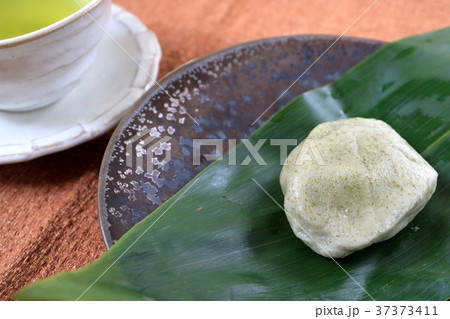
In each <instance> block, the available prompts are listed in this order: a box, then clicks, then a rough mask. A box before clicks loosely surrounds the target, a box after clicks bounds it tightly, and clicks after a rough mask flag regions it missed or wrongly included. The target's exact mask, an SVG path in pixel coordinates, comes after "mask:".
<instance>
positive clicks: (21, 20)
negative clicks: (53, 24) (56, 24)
mask: <svg viewBox="0 0 450 319" xmlns="http://www.w3.org/2000/svg"><path fill="white" fill-rule="evenodd" d="M89 2H91V0H0V40H2V39H8V38H13V37H17V36H19V35H22V34H26V33H30V32H32V31H36V30H39V29H42V28H44V27H46V26H48V25H50V24H53V23H55V22H57V21H59V20H61V19H63V18H65V17H67V16H69V15H71V14H72V13H74V12H76V11H78V10H80V6H85V5H86V4H88V3H89Z"/></svg>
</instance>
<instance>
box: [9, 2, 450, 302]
mask: <svg viewBox="0 0 450 319" xmlns="http://www.w3.org/2000/svg"><path fill="white" fill-rule="evenodd" d="M372 2H373V0H340V1H329V0H313V1H303V0H302V1H287V0H264V1H263V0H253V1H239V0H224V1H218V0H215V1H210V0H177V1H175V0H171V1H148V0H117V1H115V3H117V4H119V5H121V6H123V7H124V8H126V9H127V10H129V11H131V12H132V13H133V14H135V15H136V16H138V17H139V18H140V19H141V20H142V21H143V22H144V23H145V24H146V25H147V26H148V27H149V28H150V29H152V30H153V31H154V32H155V33H156V34H157V35H158V37H159V40H160V43H161V46H162V51H163V58H162V62H161V72H160V76H162V75H164V74H165V73H167V72H169V71H171V70H173V69H174V68H176V67H178V66H179V65H181V64H183V63H185V62H187V61H189V60H191V59H194V58H196V57H199V56H202V55H204V54H207V53H210V52H213V51H216V50H219V49H222V48H225V47H227V46H230V45H233V44H237V43H240V42H245V41H249V40H253V39H258V38H263V37H271V36H277V35H286V34H335V35H336V34H337V35H340V34H342V33H343V32H344V31H345V30H346V29H347V27H349V26H350V25H351V24H352V23H353V22H354V21H355V20H356V19H357V18H358V16H360V15H361V14H362V13H363V12H364V10H366V9H367V8H368V7H369V6H370V5H371V4H372ZM449 13H450V2H449V1H448V0H434V1H421V0H379V1H378V2H377V3H376V4H375V5H374V6H373V7H372V8H371V9H370V10H369V11H368V12H367V13H366V14H365V15H364V16H363V17H362V18H361V19H360V20H359V21H358V22H357V23H355V25H354V26H353V27H352V28H350V30H349V31H348V32H347V33H346V35H349V36H357V37H366V38H372V39H378V40H384V41H393V40H396V39H399V38H402V37H406V36H410V35H414V34H418V33H423V32H427V31H431V30H435V29H438V28H442V27H445V26H447V24H448V22H449V20H448V16H449ZM0 116H1V113H0ZM110 134H111V133H108V134H106V135H104V136H102V137H100V138H98V139H96V140H94V141H91V142H88V143H85V144H83V145H80V146H78V147H76V148H73V149H71V150H68V151H64V152H61V153H58V154H54V155H49V156H46V157H43V158H39V159H36V160H33V161H30V162H27V163H21V164H14V165H5V166H1V167H0V298H1V299H2V300H8V299H11V295H12V294H13V293H14V292H15V291H17V290H18V289H20V288H21V287H23V286H24V285H26V284H29V283H31V282H34V281H35V280H38V279H40V278H44V277H47V276H50V275H52V274H54V273H57V272H60V271H71V270H74V269H77V268H79V267H81V266H83V265H85V264H87V263H89V262H91V261H93V260H94V259H96V258H97V257H99V256H100V255H101V254H102V253H103V252H104V251H105V247H104V245H103V241H102V238H101V234H100V228H99V224H98V220H97V199H96V198H97V178H98V171H99V169H100V163H101V159H102V156H103V152H104V149H105V147H106V145H107V142H108V139H109V136H110Z"/></svg>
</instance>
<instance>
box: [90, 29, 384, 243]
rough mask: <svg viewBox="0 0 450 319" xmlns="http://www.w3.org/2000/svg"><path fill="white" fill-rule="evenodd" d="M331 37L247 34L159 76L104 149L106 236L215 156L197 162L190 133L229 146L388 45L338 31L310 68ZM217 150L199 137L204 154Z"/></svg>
mask: <svg viewBox="0 0 450 319" xmlns="http://www.w3.org/2000/svg"><path fill="white" fill-rule="evenodd" d="M335 40H336V37H334V36H286V37H278V38H269V39H262V40H257V41H254V42H249V43H245V44H241V45H238V46H234V47H231V48H228V49H225V50H222V51H219V52H216V53H213V54H211V55H208V56H205V57H203V58H200V59H197V60H195V61H192V62H190V63H188V64H186V65H184V66H182V67H180V68H179V69H177V70H175V71H173V72H172V73H170V74H168V75H166V76H165V77H164V78H163V79H161V81H159V83H160V85H161V87H162V88H163V89H162V88H161V87H159V86H156V85H155V86H153V87H152V88H151V89H150V90H149V91H148V92H147V93H146V94H145V96H144V97H143V98H141V100H140V101H138V102H137V103H136V105H135V109H134V110H133V111H132V112H130V113H129V115H128V116H127V117H125V119H124V120H122V122H121V123H120V124H119V126H118V127H117V129H116V131H115V133H114V135H113V136H112V139H111V141H110V144H109V146H108V148H107V150H106V153H105V157H104V160H103V165H102V169H101V172H100V182H99V218H100V224H101V228H102V232H103V237H104V240H105V243H106V246H107V247H110V246H111V245H112V244H114V242H115V241H117V240H118V239H119V238H120V237H121V236H122V235H123V234H124V233H125V232H127V231H128V230H129V229H130V228H131V227H133V226H134V225H135V224H136V223H138V222H139V221H140V220H142V219H143V218H144V217H146V216H147V215H148V214H150V213H151V212H153V211H154V210H155V209H156V208H157V207H158V206H159V205H161V204H162V203H164V202H165V201H166V200H167V199H168V198H170V197H171V196H172V195H174V194H175V193H176V192H177V191H178V190H179V189H181V188H182V187H183V186H184V185H186V184H187V183H188V182H189V181H190V180H191V179H192V178H193V177H194V176H195V175H196V174H197V173H199V172H200V171H201V170H202V169H204V168H205V167H206V166H207V165H208V164H210V163H211V160H210V159H211V157H210V156H202V157H201V162H200V165H194V164H193V152H194V151H195V148H194V145H193V140H195V139H217V140H223V150H222V152H223V153H225V152H227V150H228V148H229V146H230V144H229V142H228V141H229V140H230V139H236V140H237V141H239V140H240V139H242V138H245V137H246V136H248V135H250V134H251V133H252V132H253V131H255V130H256V129H257V128H258V127H259V126H260V125H261V124H262V123H263V122H264V121H265V120H267V119H268V118H269V117H270V116H271V115H272V114H274V113H275V112H276V111H277V110H279V109H280V108H281V107H283V106H284V105H285V104H287V103H288V102H290V101H291V100H292V99H294V98H295V97H296V96H298V95H299V94H301V93H303V92H305V91H308V90H310V89H313V88H317V87H319V86H322V85H325V84H327V83H329V82H331V81H334V80H336V79H337V78H338V77H340V76H341V75H343V74H344V73H345V72H346V71H348V70H349V69H350V68H351V67H352V66H353V65H355V64H356V63H358V62H359V61H361V60H362V59H364V58H365V57H367V56H368V55H370V54H371V53H373V52H375V51H376V50H378V49H379V48H381V47H382V46H383V45H384V43H382V42H377V41H371V40H364V39H355V38H342V39H340V40H339V41H337V42H336V43H335V44H334V45H333V46H332V47H331V48H330V49H329V50H328V51H327V52H326V54H324V55H323V56H322V57H321V58H320V59H319V60H318V62H317V63H315V64H314V65H313V66H312V67H311V68H310V69H309V70H308V67H310V66H311V64H312V63H313V62H314V61H315V60H316V59H317V58H318V57H319V56H320V55H321V54H322V53H323V52H324V51H325V50H326V49H327V48H328V47H329V46H330V45H331V44H332V43H333V42H334V41H335ZM305 71H306V72H305ZM303 73H304V74H303ZM301 74H303V75H302V76H301V77H300V75H301ZM299 77H300V78H299ZM294 82H295V83H294ZM293 83H294V84H293ZM291 85H292V86H291ZM290 86H291V87H290ZM289 87H290V88H289ZM287 88H289V90H287V91H286V89H287ZM274 101H276V103H274ZM273 103H274V104H273ZM272 104H273V106H272V107H270V108H269V106H271V105H272ZM268 108H269V110H268V111H267V112H265V113H264V115H263V116H262V117H260V115H261V114H262V113H263V112H264V111H265V110H267V109H268ZM259 117H260V118H259ZM255 120H256V122H255ZM254 122H255V123H254ZM253 123H254V124H253ZM286 138H289V137H286ZM231 146H233V145H232V144H231ZM216 152H217V148H216V147H215V146H202V147H201V154H211V155H214V154H215V155H217V153H216Z"/></svg>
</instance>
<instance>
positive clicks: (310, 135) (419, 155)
mask: <svg viewBox="0 0 450 319" xmlns="http://www.w3.org/2000/svg"><path fill="white" fill-rule="evenodd" d="M437 176H438V174H437V172H436V171H435V170H434V169H433V168H432V167H431V166H430V165H429V164H428V163H427V162H426V161H425V160H424V159H423V158H422V157H421V156H420V154H419V153H417V152H416V151H415V150H414V149H413V148H412V147H411V146H410V145H409V144H408V143H407V142H406V141H405V140H404V139H403V138H402V137H401V136H400V135H399V134H397V132H395V131H394V130H393V129H392V128H391V127H390V126H389V125H387V124H386V123H384V122H382V121H379V120H375V119H363V118H351V119H344V120H339V121H335V122H327V123H323V124H320V125H318V126H317V127H316V128H314V129H313V130H312V131H311V133H310V134H309V136H308V137H307V138H306V139H305V140H304V141H303V142H302V143H301V144H300V145H298V146H297V147H296V148H295V149H294V150H293V151H292V152H291V153H290V155H289V156H288V158H287V159H286V161H285V163H284V166H283V169H282V171H281V176H280V183H281V188H282V190H283V193H284V196H285V199H284V208H285V211H286V215H287V217H288V220H289V223H290V225H291V227H292V229H293V231H294V233H295V235H296V236H297V237H299V238H300V239H301V240H302V241H303V242H305V243H306V244H307V245H308V246H309V247H311V248H312V249H313V250H314V251H315V252H317V253H319V254H321V255H323V256H325V257H345V256H347V255H349V254H351V253H352V252H354V251H357V250H360V249H362V248H365V247H367V246H369V245H371V244H373V243H376V242H379V241H382V240H386V239H388V238H391V237H392V236H394V235H395V234H397V233H398V232H399V231H400V230H401V229H403V228H404V227H405V226H406V225H407V224H408V223H409V222H410V221H411V220H412V219H413V218H414V217H415V216H416V215H417V214H418V213H419V212H420V211H421V210H422V209H423V207H424V206H425V204H426V203H427V202H428V200H429V199H430V197H431V195H432V194H433V192H434V191H435V189H436V182H437Z"/></svg>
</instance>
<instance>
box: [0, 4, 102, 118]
mask: <svg viewBox="0 0 450 319" xmlns="http://www.w3.org/2000/svg"><path fill="white" fill-rule="evenodd" d="M19 2H20V1H19ZM110 7H111V0H92V1H90V2H89V3H88V4H86V5H85V6H84V7H83V8H82V9H80V10H78V11H76V12H75V13H73V14H70V15H69V16H67V17H65V18H63V19H62V20H59V21H57V22H56V23H53V24H51V25H49V26H46V27H44V28H42V29H39V30H37V31H33V32H30V33H27V34H24V35H20V36H16V37H13V38H9V39H4V40H0V110H6V111H13V112H20V111H29V110H33V109H37V108H41V107H43V106H46V105H49V104H51V103H53V102H55V101H57V100H58V99H60V98H62V97H63V96H64V95H65V94H67V93H68V92H69V91H70V90H72V89H73V88H74V87H75V86H76V85H77V82H78V81H79V80H80V79H81V77H82V76H83V74H84V73H85V72H86V71H87V70H88V69H89V67H90V66H91V65H92V62H93V61H94V55H95V48H96V45H97V43H98V42H99V41H100V39H101V38H102V36H103V34H104V30H105V29H106V26H107V23H108V19H109V13H110Z"/></svg>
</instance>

========================================================================

Search the entries above for the string "clicks". Copy each line in which it appears.

In each <instance> block, the available prompts are listed in this order: a box, then clicks, then a rough mask. A box before clicks loosely surrounds the target, a box after clicks bounds it tightly, and clicks after a rough mask flag regions it missed or wrongly included. The target's exact mask, an SVG path in pixel coordinates, comes after "mask:".
positive clicks: (21, 20)
negative clicks: (53, 24) (56, 24)
positive clicks: (310, 135) (419, 155)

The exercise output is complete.